• [Stated problem] Rescale everything below from the line containing "point: the wingtip in this photo" down to the end of the items, both ends included, and give only those lines again with the requests unchanged. Multiply every coordinate in the answers by 2.25 and round each result to a whole number, with halves rounded up.

• [Listed entries]
···

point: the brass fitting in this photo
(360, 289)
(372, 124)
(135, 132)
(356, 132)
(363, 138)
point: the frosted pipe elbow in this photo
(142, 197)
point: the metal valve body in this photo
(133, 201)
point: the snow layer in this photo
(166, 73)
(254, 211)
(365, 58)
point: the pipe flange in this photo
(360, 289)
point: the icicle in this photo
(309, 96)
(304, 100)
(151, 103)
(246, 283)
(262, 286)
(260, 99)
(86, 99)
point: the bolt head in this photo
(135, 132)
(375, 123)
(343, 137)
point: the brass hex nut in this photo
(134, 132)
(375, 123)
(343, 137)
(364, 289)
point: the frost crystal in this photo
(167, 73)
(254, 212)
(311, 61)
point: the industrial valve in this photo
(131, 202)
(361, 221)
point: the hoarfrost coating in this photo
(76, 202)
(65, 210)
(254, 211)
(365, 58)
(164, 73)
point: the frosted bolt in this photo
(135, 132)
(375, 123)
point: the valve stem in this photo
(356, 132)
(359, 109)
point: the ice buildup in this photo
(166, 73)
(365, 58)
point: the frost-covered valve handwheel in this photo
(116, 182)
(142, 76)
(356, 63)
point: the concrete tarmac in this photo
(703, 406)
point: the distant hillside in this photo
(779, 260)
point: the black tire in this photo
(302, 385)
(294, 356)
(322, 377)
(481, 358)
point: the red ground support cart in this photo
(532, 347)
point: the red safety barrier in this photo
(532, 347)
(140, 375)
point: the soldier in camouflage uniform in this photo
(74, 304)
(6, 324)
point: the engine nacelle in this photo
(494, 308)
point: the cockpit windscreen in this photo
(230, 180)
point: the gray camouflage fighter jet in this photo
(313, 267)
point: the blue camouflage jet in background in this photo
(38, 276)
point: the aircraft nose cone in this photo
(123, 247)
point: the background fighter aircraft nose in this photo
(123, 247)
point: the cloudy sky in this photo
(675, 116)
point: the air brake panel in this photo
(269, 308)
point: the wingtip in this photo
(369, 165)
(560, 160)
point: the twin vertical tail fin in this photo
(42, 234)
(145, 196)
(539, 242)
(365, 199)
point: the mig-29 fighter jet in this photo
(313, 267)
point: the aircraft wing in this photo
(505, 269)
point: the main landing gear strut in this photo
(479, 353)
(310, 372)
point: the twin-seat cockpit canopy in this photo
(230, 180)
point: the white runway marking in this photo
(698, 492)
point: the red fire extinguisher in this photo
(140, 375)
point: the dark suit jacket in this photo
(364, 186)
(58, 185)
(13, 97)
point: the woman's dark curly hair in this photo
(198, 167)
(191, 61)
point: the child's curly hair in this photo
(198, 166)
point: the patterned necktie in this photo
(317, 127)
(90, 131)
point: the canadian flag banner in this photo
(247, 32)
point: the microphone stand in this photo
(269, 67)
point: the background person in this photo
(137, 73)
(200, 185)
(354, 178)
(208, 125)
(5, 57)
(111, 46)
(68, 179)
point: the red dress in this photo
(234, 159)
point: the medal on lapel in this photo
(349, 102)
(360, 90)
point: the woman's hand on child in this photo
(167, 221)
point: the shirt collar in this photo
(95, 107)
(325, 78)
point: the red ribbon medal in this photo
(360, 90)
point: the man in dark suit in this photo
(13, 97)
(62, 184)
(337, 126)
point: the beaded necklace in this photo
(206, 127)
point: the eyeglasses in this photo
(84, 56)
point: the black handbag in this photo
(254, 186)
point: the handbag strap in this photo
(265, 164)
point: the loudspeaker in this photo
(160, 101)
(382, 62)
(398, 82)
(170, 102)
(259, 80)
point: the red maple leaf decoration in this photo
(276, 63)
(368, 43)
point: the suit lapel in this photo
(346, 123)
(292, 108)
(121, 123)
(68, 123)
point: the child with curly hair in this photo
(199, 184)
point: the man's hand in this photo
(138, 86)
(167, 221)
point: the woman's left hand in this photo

···

• [Task result]
point: the wingtip in this photo
(830, 371)
(1260, 360)
point: the twin vertical tail fin in this photo
(95, 527)
(326, 441)
(1213, 545)
(821, 448)
point: the mig-29 fighter jet in this photo
(704, 601)
point: the aircraft wing in this photo
(1136, 605)
point: the main landing gear strut in this photo
(1078, 794)
(698, 837)
point: the twin-seat cockpit canopy in this photo
(518, 405)
point: the white runway marking in this photo
(1571, 1107)
point: the red fire extinguisher in this photo
(315, 844)
point: the dark suit jacket in this photo
(819, 419)
(131, 416)
(29, 218)
point: the woman's dark curly hair in this photo
(446, 376)
(430, 137)
point: the child's curly hair in this photo
(446, 374)
point: the patterned necktie in this photo
(713, 286)
(203, 295)
point: the canadian flag banner in this photo
(556, 72)
point: the microphone stand in this photo
(605, 151)
point: the background person in this photo
(308, 164)
(450, 416)
(797, 401)
(468, 281)
(11, 128)
(250, 104)
(153, 403)
point: the red dress in this photo
(527, 358)
point: the medal on lapel in this photo
(785, 230)
(810, 203)
point: the woman's hand on child in this photo
(376, 497)
point: the shirt collar in this photo
(214, 241)
(731, 176)
point: the red ribbon medal in this photo
(810, 203)
point: the man in dark suit in this photo
(29, 218)
(140, 414)
(758, 284)
point: the beaded necklace in this photo
(464, 286)
point: the eyeglasses in this photo
(189, 126)
point: the black handbag in this photo
(572, 419)
point: the handbag strap in this photo
(596, 369)
point: the loudspeaker in this photo
(360, 227)
(860, 140)
(896, 185)
(383, 230)
(583, 180)
point: the red maple leaf decoration in this photo
(621, 142)
(828, 97)
point: the suit lapel in this photo
(779, 277)
(657, 243)
(272, 277)
(153, 277)
point: the child with curly hair in this photo
(448, 414)
point: the man's hand in this photo
(311, 194)
(376, 497)
point: the woman's left hand in this photo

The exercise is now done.